(Records for pointing to named objects)
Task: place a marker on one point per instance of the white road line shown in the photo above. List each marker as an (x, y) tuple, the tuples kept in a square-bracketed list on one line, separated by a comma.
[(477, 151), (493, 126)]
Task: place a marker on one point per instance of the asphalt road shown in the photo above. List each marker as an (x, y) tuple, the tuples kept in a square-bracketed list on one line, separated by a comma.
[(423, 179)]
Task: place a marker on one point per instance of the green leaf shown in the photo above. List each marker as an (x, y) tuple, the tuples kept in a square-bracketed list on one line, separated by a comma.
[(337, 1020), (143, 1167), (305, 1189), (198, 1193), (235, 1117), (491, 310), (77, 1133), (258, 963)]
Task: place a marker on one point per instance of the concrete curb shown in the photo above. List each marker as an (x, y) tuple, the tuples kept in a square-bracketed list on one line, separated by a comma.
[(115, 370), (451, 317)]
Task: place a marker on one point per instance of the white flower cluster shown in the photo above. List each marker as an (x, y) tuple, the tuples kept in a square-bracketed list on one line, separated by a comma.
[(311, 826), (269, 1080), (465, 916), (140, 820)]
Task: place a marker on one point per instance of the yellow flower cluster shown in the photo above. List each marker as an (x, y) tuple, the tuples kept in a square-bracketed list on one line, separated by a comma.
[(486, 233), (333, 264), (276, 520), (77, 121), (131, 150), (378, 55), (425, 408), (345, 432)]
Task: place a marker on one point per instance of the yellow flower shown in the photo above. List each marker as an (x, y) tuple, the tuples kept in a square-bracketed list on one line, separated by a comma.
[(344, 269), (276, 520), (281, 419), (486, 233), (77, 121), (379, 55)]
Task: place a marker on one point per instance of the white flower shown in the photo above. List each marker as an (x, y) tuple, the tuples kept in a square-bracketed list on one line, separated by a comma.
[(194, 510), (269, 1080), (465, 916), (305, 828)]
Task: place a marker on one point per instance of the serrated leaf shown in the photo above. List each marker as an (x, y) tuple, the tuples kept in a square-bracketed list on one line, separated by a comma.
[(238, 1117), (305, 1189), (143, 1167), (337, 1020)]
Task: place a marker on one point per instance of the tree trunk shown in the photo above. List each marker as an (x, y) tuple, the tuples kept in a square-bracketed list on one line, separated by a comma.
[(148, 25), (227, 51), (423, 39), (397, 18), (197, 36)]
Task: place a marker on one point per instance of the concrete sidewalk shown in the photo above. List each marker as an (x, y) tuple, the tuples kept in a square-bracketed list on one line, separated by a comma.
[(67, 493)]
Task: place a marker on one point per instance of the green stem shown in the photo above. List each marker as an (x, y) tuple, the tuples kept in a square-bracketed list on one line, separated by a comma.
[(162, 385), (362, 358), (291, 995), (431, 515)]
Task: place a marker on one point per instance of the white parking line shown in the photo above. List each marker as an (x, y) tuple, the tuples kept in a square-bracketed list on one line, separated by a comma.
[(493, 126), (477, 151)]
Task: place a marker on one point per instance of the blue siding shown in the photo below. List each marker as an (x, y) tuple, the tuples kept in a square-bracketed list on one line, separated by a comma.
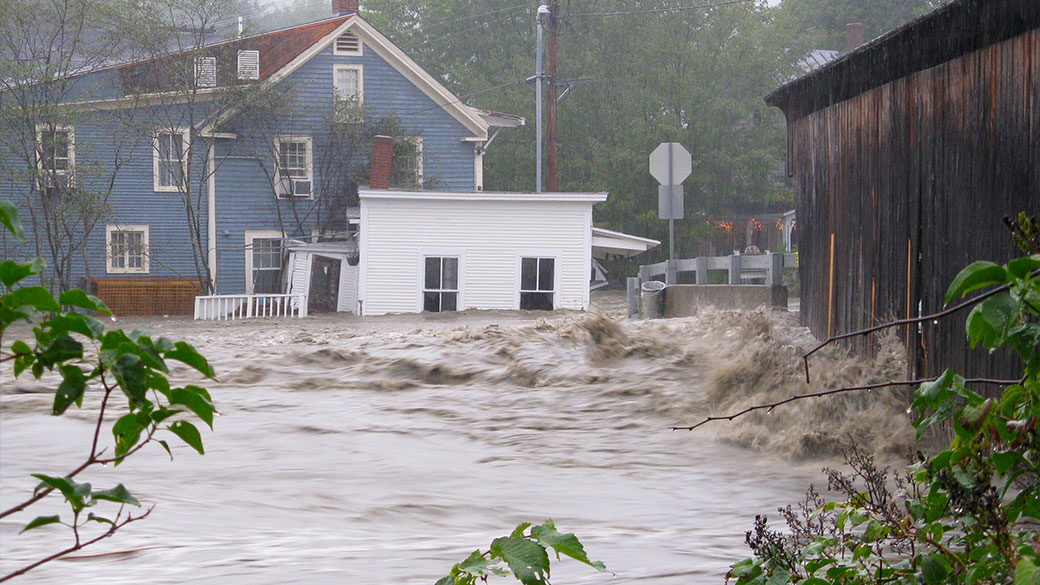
[(244, 196)]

— Goal —
Reproduce every record above word for word, line by line, and omit the pictures from your copy.

— Correct output —
Task: place a marker on one point per instance of the white road line shown in the photo above. List each marker as an (x, y) tuple, the tuples kept in a square-bracketed list on one line, separated by a comma.
[(477, 151), (493, 126)]
Task: place a marker on one point per instance of the asphalt road shown in the photo above. List each marker as an (x, y) tuple, the tuples kept in a square-bracketed list on one line, separated by a comma.
[(423, 179)]
Task: place a marker on one point per instance of the green leaf shown in the photo above. List each marker as an (x, y) tuple, the tuples kept in a square-bracketed list on one line, separated by a comma.
[(337, 1020), (143, 1167), (305, 1189), (198, 1193), (235, 1117), (491, 310), (77, 1133), (258, 963)]
Task: place a marker on one point per instance of the concrete curb shown in the photo above. List each marker as an (x, y) tuple, the tuples kept in a square-bracketed list on one line, separated by a comma.
[(115, 370), (451, 317)]
Task: place a marker on one point per instance of the white flower cluster shown in the photo above. List each marker as an (x, y) tuple, the tuples kept in a square-bracketed list on one line, separated by a comma.
[(311, 826), (269, 1080), (465, 916), (140, 820)]
Task: place a marker on one point per instance of the yellow flower cluster shown in the photo above. List each marker as an (x, y) tuple, the tuples kept in a square-bracketed list on one line, separated by a comma.
[(486, 233), (333, 264), (276, 520), (77, 121), (131, 150), (378, 55), (425, 408), (345, 432)]
Task: place a marker on one point per instance of the yellow flower shown in the photo above. List each marker as an (x, y) tuple, the tuples kept in a square-bracketed list on one line, separated by a comma.
[(344, 269), (276, 520), (281, 419), (486, 233), (77, 121), (379, 55)]
Task: place a marker on one point per instance of the white flower shown in the photo above. List each marker as an (x, y) tuple, the tuples kept in a square-bracketed list on one line, separated by a comma.
[(194, 510), (269, 1080), (465, 916), (305, 828)]
Task: place a marker on one point per instance of the serrated leaf shown in the photo above. List each marker as an (x, y) tuple, the tuples kept in a square-bracketed list on one line, separated by a comma.
[(238, 1117), (305, 1189), (143, 1167), (337, 1020)]
Task: place a marker on one point per instance of the tree trunk shown in the photo above. List each marker as an (x, y) tuple, the tuples kept in a square-bracketed list on one line, separated by a comma.
[(148, 25), (227, 51), (423, 39), (397, 18), (197, 36)]
Task: place a marker on one point per instance of the concrete sidewalk shown in the photo above. List each marker as an (x, y) tuple, the tuples kept in a square-bracketed list on one line, separated by a comma.
[(67, 493)]
Task: place a marker on one point per instance of the green stem shown in the photo above. List each marker as an (x, y) tuple, the tuples kept in a square-bracketed list on one line, separated by a comma.
[(162, 385), (362, 358), (291, 995), (431, 515)]
Task: place a marker on one point per instance of the white parking line shown in the photo above. List each marker as an (x, y) tuple, the tuples kept in a square-bracketed list on one line, separated by a comma.
[(493, 126), (477, 151)]
Task: place a marker on one point per instance of the blue siding shown in the photo below. List each marker as an (x, y) tuple, the tuples kept in a square-bracketed list on one line, separated by a comma.
[(244, 196)]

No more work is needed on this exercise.